Document excerpt »
[start]
Mrs. Mallard was sure that the pond in the Boston Public Gardens would be a perfect place for her and her eight ducklings to live.  The problem was how to get them there through the busy streets of Boston.  But with a little help from the Boston police, Mrs. Mallard and Jack, Kack, Lack, Nack, Ouack, Pack, and Quack arive safely at their new home.

This brilliantly illustrated, amusingly observed tale of Mallards on the move has won the hearts of generations of readers. Awarded the Caldecott Medal for the most distinguished American picture book for children in 1941, it has since become a favorite of millions. This classic tale of the famous Mallard ducks of Boston is available for the first time in a full-sized paperback edition.

Make Way for Ducklings has been described as "one of the merriest picture books ever" (The New York Times). Ideal for reading aloud, this book deserves a place of honor on every child's bookshelf.
[end]
Objective 1 »
Answer these from the book description:
(a) How many ducklings does Mrs. Mallard have?
(b) What award did the book receive, and in which year?
(c) Which publication called it "one of the merriest picture books ever"?

Data supplied »
[start]
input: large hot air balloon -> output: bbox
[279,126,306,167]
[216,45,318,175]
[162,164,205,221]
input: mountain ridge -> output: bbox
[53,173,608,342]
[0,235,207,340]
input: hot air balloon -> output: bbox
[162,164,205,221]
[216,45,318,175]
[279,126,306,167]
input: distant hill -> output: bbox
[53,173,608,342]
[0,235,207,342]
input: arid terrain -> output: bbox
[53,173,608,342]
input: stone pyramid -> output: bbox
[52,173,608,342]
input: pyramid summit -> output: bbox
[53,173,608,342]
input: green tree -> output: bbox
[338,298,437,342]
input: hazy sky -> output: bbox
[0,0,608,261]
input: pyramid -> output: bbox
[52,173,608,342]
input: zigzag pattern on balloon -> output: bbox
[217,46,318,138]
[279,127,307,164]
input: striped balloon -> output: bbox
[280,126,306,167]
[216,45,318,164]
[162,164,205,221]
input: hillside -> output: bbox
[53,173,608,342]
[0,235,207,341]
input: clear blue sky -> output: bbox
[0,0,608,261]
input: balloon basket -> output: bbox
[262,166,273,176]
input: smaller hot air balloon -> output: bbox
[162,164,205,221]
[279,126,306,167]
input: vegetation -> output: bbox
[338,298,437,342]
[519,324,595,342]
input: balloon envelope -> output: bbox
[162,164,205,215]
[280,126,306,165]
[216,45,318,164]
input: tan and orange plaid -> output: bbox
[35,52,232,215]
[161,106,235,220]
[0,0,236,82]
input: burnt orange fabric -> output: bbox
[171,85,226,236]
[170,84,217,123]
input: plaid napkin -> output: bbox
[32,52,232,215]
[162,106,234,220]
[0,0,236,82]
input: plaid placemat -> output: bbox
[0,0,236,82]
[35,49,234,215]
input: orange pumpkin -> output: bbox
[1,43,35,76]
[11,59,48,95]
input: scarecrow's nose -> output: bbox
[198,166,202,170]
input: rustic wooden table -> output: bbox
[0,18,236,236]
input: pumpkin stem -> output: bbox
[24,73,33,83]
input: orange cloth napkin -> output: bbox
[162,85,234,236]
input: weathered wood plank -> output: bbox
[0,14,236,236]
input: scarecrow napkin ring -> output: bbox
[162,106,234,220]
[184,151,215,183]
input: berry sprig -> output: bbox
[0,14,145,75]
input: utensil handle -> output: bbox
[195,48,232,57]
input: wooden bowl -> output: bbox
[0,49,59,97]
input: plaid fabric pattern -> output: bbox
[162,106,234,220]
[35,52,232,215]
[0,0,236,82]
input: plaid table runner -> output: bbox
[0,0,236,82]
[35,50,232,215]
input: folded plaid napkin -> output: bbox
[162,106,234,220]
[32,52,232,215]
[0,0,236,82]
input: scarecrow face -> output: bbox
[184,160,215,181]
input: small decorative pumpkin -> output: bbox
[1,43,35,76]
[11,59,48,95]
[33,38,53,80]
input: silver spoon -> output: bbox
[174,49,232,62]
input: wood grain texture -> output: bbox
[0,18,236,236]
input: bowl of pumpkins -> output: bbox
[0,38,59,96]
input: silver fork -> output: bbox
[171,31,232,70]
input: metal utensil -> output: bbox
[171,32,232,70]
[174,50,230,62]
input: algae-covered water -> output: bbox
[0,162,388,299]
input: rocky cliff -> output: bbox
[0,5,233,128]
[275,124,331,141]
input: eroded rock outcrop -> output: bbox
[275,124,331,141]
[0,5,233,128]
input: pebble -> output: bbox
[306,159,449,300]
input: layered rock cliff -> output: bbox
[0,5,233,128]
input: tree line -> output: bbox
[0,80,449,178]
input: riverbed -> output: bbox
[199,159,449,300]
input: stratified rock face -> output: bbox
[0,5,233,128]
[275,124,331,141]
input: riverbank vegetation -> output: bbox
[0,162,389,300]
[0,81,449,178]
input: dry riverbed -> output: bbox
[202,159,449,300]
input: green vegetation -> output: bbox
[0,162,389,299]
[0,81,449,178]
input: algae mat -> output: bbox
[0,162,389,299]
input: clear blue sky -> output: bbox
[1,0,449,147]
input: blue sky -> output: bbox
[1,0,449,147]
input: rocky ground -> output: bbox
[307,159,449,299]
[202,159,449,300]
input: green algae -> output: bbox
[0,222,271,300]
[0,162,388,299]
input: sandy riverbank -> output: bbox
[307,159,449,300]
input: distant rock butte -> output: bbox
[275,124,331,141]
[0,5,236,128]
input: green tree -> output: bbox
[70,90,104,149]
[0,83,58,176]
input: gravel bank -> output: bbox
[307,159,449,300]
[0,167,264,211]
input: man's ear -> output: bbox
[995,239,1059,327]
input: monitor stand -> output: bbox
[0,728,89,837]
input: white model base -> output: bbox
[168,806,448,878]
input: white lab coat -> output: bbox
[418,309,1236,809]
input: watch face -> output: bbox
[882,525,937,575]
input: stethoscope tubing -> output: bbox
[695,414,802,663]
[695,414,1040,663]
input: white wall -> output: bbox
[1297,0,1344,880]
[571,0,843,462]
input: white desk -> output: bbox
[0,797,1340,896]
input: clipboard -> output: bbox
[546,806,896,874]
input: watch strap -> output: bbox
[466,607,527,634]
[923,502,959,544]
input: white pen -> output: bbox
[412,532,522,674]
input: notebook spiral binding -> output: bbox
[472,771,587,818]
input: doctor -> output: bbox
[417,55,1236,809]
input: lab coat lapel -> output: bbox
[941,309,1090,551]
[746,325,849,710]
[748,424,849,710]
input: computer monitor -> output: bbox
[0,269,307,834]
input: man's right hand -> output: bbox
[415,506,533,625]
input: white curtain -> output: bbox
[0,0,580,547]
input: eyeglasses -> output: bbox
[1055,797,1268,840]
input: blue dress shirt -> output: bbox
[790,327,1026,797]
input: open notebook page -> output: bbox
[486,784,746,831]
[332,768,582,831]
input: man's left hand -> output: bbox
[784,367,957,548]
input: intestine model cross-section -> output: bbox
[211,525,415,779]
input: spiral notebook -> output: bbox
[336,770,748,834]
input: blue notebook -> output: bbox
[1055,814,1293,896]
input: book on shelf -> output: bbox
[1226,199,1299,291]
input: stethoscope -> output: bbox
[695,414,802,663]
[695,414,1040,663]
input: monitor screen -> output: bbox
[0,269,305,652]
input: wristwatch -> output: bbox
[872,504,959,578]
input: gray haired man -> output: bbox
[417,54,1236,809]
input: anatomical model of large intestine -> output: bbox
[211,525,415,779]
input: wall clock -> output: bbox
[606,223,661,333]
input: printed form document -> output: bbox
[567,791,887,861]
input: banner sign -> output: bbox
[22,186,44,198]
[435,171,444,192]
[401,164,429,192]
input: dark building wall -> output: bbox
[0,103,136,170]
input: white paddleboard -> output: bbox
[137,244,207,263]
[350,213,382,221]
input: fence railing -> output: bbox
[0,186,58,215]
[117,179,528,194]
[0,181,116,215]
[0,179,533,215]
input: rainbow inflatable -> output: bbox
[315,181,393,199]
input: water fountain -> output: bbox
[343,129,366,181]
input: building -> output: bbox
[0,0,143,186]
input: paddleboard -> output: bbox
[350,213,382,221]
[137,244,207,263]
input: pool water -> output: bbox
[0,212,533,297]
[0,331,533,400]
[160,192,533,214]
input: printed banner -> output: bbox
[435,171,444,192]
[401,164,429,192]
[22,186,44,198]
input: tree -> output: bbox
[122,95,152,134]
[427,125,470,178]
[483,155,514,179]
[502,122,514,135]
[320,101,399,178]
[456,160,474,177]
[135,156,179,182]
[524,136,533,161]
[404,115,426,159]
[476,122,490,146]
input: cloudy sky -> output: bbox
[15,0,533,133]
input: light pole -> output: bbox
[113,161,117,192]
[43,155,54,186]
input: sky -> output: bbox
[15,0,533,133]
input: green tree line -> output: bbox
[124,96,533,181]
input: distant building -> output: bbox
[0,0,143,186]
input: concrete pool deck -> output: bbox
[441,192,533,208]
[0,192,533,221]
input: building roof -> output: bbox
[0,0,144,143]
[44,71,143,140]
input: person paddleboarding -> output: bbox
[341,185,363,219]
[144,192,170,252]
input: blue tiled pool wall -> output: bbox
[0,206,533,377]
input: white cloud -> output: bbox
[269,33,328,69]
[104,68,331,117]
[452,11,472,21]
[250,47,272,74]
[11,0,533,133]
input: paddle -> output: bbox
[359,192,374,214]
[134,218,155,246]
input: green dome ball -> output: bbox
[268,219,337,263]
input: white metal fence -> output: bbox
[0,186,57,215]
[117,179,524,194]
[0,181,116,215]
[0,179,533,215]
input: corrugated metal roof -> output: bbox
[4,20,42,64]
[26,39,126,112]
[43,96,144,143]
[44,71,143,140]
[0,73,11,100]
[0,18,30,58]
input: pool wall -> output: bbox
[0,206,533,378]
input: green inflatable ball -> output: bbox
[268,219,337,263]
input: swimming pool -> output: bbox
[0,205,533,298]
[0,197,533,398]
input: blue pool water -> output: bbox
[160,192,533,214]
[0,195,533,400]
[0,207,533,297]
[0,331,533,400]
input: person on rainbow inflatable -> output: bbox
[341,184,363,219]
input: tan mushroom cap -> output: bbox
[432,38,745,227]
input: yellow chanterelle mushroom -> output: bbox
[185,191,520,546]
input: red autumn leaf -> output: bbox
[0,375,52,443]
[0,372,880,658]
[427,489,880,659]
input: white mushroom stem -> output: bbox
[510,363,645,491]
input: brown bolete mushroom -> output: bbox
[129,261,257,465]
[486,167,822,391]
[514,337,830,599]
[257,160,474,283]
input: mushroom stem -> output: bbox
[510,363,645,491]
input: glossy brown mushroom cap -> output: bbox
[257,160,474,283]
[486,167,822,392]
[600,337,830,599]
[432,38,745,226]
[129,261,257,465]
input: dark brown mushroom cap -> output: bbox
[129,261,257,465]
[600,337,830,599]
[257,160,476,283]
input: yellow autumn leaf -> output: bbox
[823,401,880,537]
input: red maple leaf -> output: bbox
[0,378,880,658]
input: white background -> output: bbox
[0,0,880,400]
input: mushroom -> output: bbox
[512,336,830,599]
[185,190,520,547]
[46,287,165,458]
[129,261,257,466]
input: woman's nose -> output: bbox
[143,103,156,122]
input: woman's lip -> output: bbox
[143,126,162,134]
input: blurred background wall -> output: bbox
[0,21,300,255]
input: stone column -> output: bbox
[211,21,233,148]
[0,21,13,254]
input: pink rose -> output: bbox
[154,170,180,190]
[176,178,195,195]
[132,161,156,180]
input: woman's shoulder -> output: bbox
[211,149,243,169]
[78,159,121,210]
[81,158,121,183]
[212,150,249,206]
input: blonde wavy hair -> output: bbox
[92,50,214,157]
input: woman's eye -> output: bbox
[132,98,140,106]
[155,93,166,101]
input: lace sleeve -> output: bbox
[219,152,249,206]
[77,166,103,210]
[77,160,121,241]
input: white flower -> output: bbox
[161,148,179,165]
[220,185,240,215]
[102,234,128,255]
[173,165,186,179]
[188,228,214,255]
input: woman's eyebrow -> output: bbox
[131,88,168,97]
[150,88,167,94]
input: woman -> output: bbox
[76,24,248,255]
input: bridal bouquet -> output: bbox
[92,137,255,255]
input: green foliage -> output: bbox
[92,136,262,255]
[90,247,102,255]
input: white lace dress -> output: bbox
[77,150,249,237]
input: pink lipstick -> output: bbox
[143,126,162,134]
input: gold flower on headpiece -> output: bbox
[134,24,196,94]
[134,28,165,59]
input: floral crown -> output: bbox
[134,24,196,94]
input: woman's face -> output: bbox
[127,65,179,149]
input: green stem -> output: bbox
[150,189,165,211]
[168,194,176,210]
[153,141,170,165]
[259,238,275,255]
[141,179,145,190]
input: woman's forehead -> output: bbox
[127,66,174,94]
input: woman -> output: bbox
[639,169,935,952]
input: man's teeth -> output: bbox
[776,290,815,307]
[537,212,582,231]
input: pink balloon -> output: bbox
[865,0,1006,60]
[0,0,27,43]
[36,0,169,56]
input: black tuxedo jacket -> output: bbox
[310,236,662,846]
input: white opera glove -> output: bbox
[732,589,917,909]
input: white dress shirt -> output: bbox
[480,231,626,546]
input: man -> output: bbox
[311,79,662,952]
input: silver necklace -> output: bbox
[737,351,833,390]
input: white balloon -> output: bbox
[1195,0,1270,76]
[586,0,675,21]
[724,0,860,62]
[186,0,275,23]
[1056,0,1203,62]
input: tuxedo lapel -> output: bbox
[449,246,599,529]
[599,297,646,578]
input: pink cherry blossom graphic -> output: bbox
[end]
Objective 2 »
In the entries, give the stretch from the line that contains "input: pumpkin stem -> output: bbox" through the line that contains "[0,14,145,75]" as a JSON list of strings, one string per line.

Written solution 1 »
(a) Eight.
(b) The Caldecott Medal, in 1941.
(c) The New York Times.

Written solution 2 »
[
  "input: pumpkin stem -> output: bbox",
  "[24,73,33,83]",
  "input: orange cloth napkin -> output: bbox",
  "[162,85,234,236]",
  "input: weathered wood plank -> output: bbox",
  "[0,14,236,236]",
  "input: scarecrow napkin ring -> output: bbox",
  "[162,106,234,220]",
  "[184,151,215,183]",
  "input: berry sprig -> output: bbox",
  "[0,14,145,75]"
]